== Document segment ==
For this assignment, I went ahead and collected and analyzed Youtube comments that are related to CoreWeave, the AI cloud infrastructure company, this continues a thread from my earlier labs(newsAPI sentiment analysis and Bluesky exercise) which tracked public talks around CoreWeave’s role in the AI infrastructure buildout
My data source is the comment section of a Big Technology Podcast episode on Youtube about a debate on CoreWeave (video ID: m1uh7Ka6868). This video is chosen because it features substantive discussion of CoreWeave’s business model and ultimately the broader debate around AI infrastructure the way the finances work, which made the comment section a good source of public opinion on the topic.
I used the Youtube Data API v3, which was done by using the tuber package in R via the OAuth autnetication. These are the steps I used below:
library(tuber)
library(dplyr)
##
## Attaching package: 'dplyr'
## The following objects are masked from 'package:stats':
##
## filter, lag
## The following objects are masked from 'package:base':
##
## intersect, setdiff, setequal, union
library(stringr)
library(tidytext)
library(ggplot2)
library(wordcloud2)
comments <- read.csv("coreweave_comments_raw.csv", stringsAsFactors = FALSE)
nrow(comments)
## [1] 119
My scraping of comments from the video produced about 119 total commetns from 76 unique commenters, posted between January and June 2026, with the average of about 2.19 likes per comment . After removing the stopwords, the data gave me 761 unqie tokens. The top three was “interview,” “coreweave,” and “providers,” followed closely by financially themed terms such as “company,” “money,” “cloud,” “data,” “gpus,” “chips,” and “bubble.” I think this means that the viewers are less engaged with the podcast format itself and more about hte underlying financial debate about CoreWeave’s business model.
texts <- comments %>% select(textOriginal)
clean_text <- texts %>%
mutate(text = str_to_lower(textOriginal)) %>%
mutate(text = str_replace_all(text, "[^a-z\\s]", " ")) %>%
mutate(text = str_squish(text))
data("stop_words")
tokens <- clean_text %>%
select(text) %>%
unnest_tokens(word, text)
tokens_clean <- tokens %>%
anti_join(stop_words, by = "word") %>%
filter(str_length(word) > 2)
word_counts <- tokens_clean %>%
count(word, sort = TRUE)
head(word_counts, 20)
## word n
## 1 interview 32
## 2 coreweave 20
## 3 providers 14
## 4 company 13
## 5 money 11
## 6 alex 10
## 7 guys 10
## 8 cloud 9
## 9 data 9
## 10 don 9
## 11 questions 9
## 12 gpus 8
## 13 tier 8
## 14 bubble 7
## 15 build 7
## 16 chips 7
## 17 gpu 7
## 18 michael 7
## 19 amazing 6
## 20 building 6
word_counts %>%
slice_max(n, n = 20) %>%
mutate(word = reorder(word, n)) %>%
ggplot(aes(x = n, y = word, fill = n)) +
geom_col(show.legend = FALSE) +
scale_fill_gradient(low = "#a1d99b", high = "#006d2c") +
labs(
title = "Top 20 Most Frequent Words in CoreWeave YouTube Comments",
subtitle = "Source: Big Technology Podcast — CoreWeave Debate",
x = "Frequency",
y = NULL
) +
theme_minimal(base_size = 13)
===
• [Stated goal 1]
In the CoreWeave comment analysis, why was the Big Technology Podcast episode chosen as the data source? Answer in one to three sentences.
• [Stated goal 2]
Continue the CoreWeave YouTube comment analysis from where it stops.
== Data segment ==
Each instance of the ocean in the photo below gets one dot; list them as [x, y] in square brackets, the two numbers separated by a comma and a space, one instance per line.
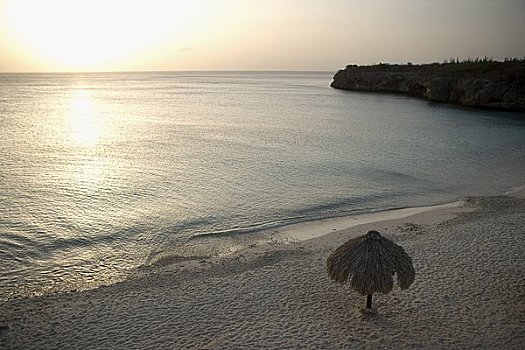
[102, 173]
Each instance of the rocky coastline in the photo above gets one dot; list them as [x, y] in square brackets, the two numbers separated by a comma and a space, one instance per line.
[483, 84]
===
• [Task output 1]
The episode features substantive discussion of CoreWeave's business model and of the broader debate over how AI infrastructure finances work. That made its comment section a good source of public opinion on the topic.

• [Task output 2]
wc_data <- word_counts %>%
filter(n >= 2) %>%
slice_max(n, n = 100)
wordcloud2(
data = wc_data,
size = 0.6,
color = "random-dark",
backgroundColor = "white"
)
cat("=== Dataset Summary ===\n")
## === Dataset Summary ===
cat("Total comments collected: ", nrow(comments), "\n")
## Total comments collected: 119
cat("Unique commenters: ", n_distinct(comments$authorDisplayName), "\n")
## Unique commenters: 76
cat("Avg. likes per comment: ", round(mean(comments$likeCount, na.rm = TRUE), 2), "\n")
## Avg. likes per comment: 2.19
cat("Total unique tokens: ", nrow(word_counts), "\n")
## Total unique tokens: 761
cat("Top 3 words: ", paste(head(word_counts$word, 3), collapse = ", "), "\n")
## Top 3 words: interview, coreweave, providers
The word frequency results for comments on the debate video about CoreWeave show that audience engagement centered heaviuly on financial mechanics rather than the podcast content itself. Beyond expected terms like “coreweave,” “interview,” and “providers,” high-frequency words such as “money,” “gpus,” “chips,” “cloud,” “bubble,” and “crypto” point to a clear viewer preoccupation with how CoreWeave is financed rather than what it builds. This is a real ongoing debate in the financial media: CoreWeave has used Nvidia GPUs describe as central to looking at wheter AI infrastructure spending reflects durable demand or speculative excess (Quartz, 2026) Everyone is talking about the “bubble” and “crypto” which is among the top terms that are notable, since CoreWeave originated as a cryptocurrency mining operation before going to AI compute, and commenters appear to be trying to draw a connection between the history an skepticism about the durability of the current AI infrastructure boom. Overall, after lookign at the comment section, i cam to a conclusion that it serves less as a discussion of the podcasts content and more of something to go back and look at whetter GPU debt financing represents a true infrastructure investment or a repeat of past financial bubbles.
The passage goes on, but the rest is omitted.